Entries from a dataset

○ ○ ○ ○ ○ ○ ○

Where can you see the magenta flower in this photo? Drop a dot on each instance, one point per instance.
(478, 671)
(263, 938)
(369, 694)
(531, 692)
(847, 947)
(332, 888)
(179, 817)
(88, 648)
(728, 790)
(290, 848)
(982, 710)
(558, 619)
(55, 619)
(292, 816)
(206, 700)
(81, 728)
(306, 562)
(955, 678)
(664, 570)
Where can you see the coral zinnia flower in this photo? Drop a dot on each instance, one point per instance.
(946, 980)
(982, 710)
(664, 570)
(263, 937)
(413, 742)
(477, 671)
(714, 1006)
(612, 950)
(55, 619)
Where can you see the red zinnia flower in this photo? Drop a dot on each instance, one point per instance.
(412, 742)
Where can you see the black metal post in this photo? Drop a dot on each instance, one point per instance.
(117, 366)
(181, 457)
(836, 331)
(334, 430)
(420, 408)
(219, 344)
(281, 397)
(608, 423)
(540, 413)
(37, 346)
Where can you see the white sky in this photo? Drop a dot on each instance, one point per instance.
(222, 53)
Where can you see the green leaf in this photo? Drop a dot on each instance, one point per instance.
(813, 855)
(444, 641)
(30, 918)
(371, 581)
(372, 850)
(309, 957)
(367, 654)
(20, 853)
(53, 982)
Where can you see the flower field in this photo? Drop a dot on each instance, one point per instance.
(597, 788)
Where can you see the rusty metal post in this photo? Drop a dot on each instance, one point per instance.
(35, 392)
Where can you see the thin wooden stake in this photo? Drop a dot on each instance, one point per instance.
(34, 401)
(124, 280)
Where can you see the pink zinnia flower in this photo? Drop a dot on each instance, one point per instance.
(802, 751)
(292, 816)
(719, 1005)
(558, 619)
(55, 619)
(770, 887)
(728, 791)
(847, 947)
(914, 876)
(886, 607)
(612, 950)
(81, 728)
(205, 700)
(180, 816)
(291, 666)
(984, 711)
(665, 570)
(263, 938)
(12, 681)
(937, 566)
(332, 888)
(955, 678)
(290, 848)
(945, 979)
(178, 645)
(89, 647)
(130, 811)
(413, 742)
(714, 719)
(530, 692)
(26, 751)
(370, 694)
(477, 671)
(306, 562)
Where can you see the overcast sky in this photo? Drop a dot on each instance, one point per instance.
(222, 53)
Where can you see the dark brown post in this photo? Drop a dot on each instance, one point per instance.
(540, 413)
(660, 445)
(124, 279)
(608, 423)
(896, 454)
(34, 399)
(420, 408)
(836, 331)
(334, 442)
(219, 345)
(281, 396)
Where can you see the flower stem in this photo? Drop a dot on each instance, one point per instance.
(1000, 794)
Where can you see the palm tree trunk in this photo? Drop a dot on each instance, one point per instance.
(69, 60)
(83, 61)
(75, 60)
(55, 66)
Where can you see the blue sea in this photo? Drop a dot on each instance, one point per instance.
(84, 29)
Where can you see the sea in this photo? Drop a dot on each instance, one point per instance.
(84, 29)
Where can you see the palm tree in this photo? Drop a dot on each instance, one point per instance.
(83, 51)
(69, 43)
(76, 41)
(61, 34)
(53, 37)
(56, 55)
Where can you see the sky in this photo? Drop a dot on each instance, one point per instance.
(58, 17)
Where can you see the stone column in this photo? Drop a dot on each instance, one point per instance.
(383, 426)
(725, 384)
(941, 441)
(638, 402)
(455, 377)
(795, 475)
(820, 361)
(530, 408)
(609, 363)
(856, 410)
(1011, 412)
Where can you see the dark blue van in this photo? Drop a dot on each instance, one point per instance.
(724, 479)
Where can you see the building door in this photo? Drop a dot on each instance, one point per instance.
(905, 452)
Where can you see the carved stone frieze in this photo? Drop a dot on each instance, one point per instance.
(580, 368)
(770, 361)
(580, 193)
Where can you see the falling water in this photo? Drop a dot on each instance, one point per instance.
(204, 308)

○ ○ ○ ○ ○ ○ ○

Reproduce all of the data above verbatim, line by line.

> **Exercise answer**:
Where can you see the magenta flower in this photo? Drop a dot on each instance, one point per instance.
(478, 671)
(263, 938)
(369, 694)
(531, 692)
(847, 947)
(332, 888)
(179, 817)
(88, 648)
(728, 790)
(290, 848)
(982, 710)
(558, 619)
(55, 619)
(292, 816)
(206, 700)
(81, 728)
(306, 562)
(955, 678)
(664, 570)
Where can you see the coral zinnia flower in this photo? Drop a dot on each instance, one point per instance.
(946, 980)
(982, 710)
(664, 570)
(263, 937)
(413, 742)
(477, 671)
(714, 1006)
(612, 950)
(55, 619)
Where can you see the red zinnia flower in this photo? Drop a dot on each instance, one point per instance.
(412, 742)
Where can you see the black metal post in this photo? Drop a dot on each instance, one point per instance.
(117, 366)
(181, 457)
(836, 331)
(334, 430)
(420, 408)
(219, 344)
(281, 397)
(608, 423)
(540, 413)
(37, 346)
Where can you see the white sky in this photo? Drop a dot on each instance, one point per instance.
(222, 53)
Where can you see the green leaf in this photo? Drop a dot on each instance, one point per instance.
(813, 855)
(444, 641)
(30, 918)
(371, 581)
(372, 850)
(309, 957)
(367, 654)
(20, 853)
(53, 982)
Where can you see the flower field in this photo? Drop a dot on each instance, one point per instance.
(597, 788)
Where can you see the rusty metal post in this photo? Drop a dot on each instance, one point per instance.
(35, 392)
Where can you see the thin wooden stake in this photo? Drop a dot on each instance, one point per instance.
(34, 401)
(124, 280)
Where can you see the pink zinnia flower in this photo? Drop a dot on each instance, one point per instance.
(802, 751)
(292, 816)
(719, 1005)
(558, 619)
(55, 619)
(770, 887)
(728, 791)
(847, 947)
(914, 876)
(886, 607)
(612, 950)
(81, 728)
(205, 700)
(180, 816)
(291, 666)
(984, 711)
(665, 570)
(263, 938)
(12, 681)
(937, 566)
(332, 888)
(955, 678)
(290, 848)
(945, 979)
(178, 645)
(89, 647)
(130, 811)
(413, 742)
(714, 719)
(530, 692)
(26, 751)
(370, 694)
(477, 671)
(306, 562)
Where can you see the overcast sky in this photo? Drop a dot on each instance, one point per instance.
(222, 53)
Where can you see the dark brown post in this photo? Drop a dot on each instance, one point per instance.
(540, 413)
(660, 445)
(124, 279)
(608, 423)
(896, 454)
(34, 399)
(420, 408)
(836, 331)
(334, 442)
(219, 345)
(281, 396)
Where can you see the flower stem in this photo? Drop a dot on each instance, one point per instance.
(1000, 794)
Where can you see the palm tree trunk in this photo? Drop a dot on each instance, one point per instance.
(69, 60)
(83, 61)
(75, 60)
(55, 66)
Where can you see the blue sea in this photo? Drop a dot on each instance, one point per instance.
(84, 29)
Where can you see the sea in this photo? Drop a dot on each instance, one point per instance.
(84, 29)
Where can you see the palm tree in this photo? Drop a dot on each instance, one point per instance.
(83, 51)
(69, 43)
(76, 41)
(61, 34)
(53, 37)
(56, 55)
Where can you see the sky in this photo? Drop a dot on each instance, one point per instance.
(58, 17)
Where can you see the stone column in this photo? Drop a dot on each instance, one point per instance.
(383, 426)
(725, 384)
(941, 441)
(638, 402)
(455, 377)
(795, 475)
(820, 361)
(530, 408)
(609, 363)
(856, 410)
(1011, 412)
Where can you see the dark blue van in this photo? Drop a dot on each instance, one point per instance.
(724, 479)
Where can you see the building door in this photo? Drop a dot on each instance, one point per instance.
(905, 452)
Where can you see the carved stone frieze in this photo? Drop a dot on each instance, one point per instance.
(580, 368)
(770, 361)
(580, 193)
Where can you see the falling water in this photo? Drop a dot on each instance, one point per instance.
(204, 308)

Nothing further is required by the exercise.